> SELECTED EXCERPT

..............................

Mining Twitter Data for Disease Risk
Researchers from the University of California, Los Angeles (UCLA) and Virginia Tech are using real-time social media data to track the incidence of HIV and drug-related behaviors with the intention of guiding future prevention efforts.
As part of recent study published in the journal Preventive Medicine, the researchers collected a large number of tweets and created a map displaying the geographical location of the HIV-related tweets. They compared this data with mapping data from AIDSVu.org, an interactive online map that illustrates the distribution of HIV cases in the US. The results of the study showed a significant positive relationship between HIV-related tweets and HIV prevalence.
The vast amount of data available through today’s social networking channels opens up unprecedented opportunities to evaluate and detect sexual risk and drug use behaviors. Previous studies have shown that drug use is linked with a higher risk of sexual transmitted disease, including HIV. Now by monitoring geo-located tweets, mapping where those messages come from and linking them with data on the geographical distribution of a given disease, researchers can identify areas of concern and even potentially even prevent outbreaks.
“Ultimately, these methods suggest that we can use ‘big data’ from social media for remote monitoring and surveillance of HIV risk behaviors and potential outbreaks,” said lead author Sean Young, assistant professor of family medicine at the David Geffen School of Medicine at UCLA.
Young is also the founder and co-director of the Center for Digital Behavior at UCLA. Established this year, the multidisciplinary center provides a forum for academic researchers and private sector companies to jointly explore how social media and mobile technology can increase our understanding of human behavior.
Sean Young presenting at the CHIPTS conference |
For the study, the research team collected more than 550 million tweets between May 26 and December 9, 2012. They created an algorithm to filter tweets based on whether they were suggestive of HIV-related risk behaviors, using key words and phrases, such as “sex” and “get high.” The algorithm captured more than 9,800 tweets, 8,538 of which were indicative of sexually risky behavior and 1,342 with references to stimulant drug use. The geolocated tweets were used to create a visual map, depicting the origin of these HIV-related tweets. When the tweet data was merged with the AIDSVu.org map data on national HIV cases, statistical modeling showed a significant positive relationship (p < .01) between HIV tweets and HIV prevalence.
Not surprisingly, the states with the highest number of tweets, both overall as well as HIV-related, were our nation’s most populous: California, Texas, New York and Florida. On a per capita basis, the largest number of tweets denoting HIV risk came from the District of Columbia, Delaware, Louisiana, and South Carolina. States with the highest per capita rate of general tweet activity were Utah, North Dakota, and Nevada.
The authors are confident in the feasibility of this method to study HIV-related outcomes. They note that the study’s main limitation was a lack of more recent HIV data; AIDSVu.org’s mapping data was last updated in 2009. For this approach to become a standard for detection and remote monitoring, the data will need to be frequently updated. Being able to compare tweets with disease outbreak in real-time would provide a very powerful public health tool.

..............................

> THE DATA
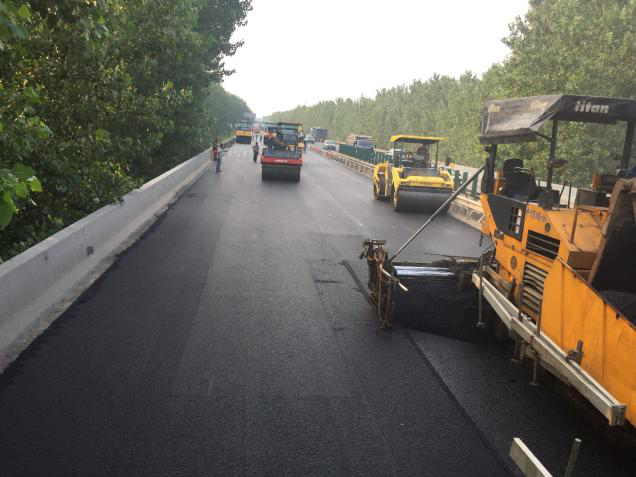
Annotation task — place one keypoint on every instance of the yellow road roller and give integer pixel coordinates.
(412, 179)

..............................

> TASK TO COMPLETE
Copy the passage of the article on mining Twitter data for disease risk between "The authors are" and "public health tool.", inclusive, word for word.

> RESPONSE AREA
The authors are confident in the feasibility of this method to study HIV-related outcomes. They note that the study’s main limitation was a lack of more recent HIV data; AIDSVu.org’s mapping data was last updated in 2009. For this approach to become a standard for detection and remote monitoring, the data will need to be frequently updated. Being able to compare tweets with disease outbreak in real-time would provide a very powerful public health tool.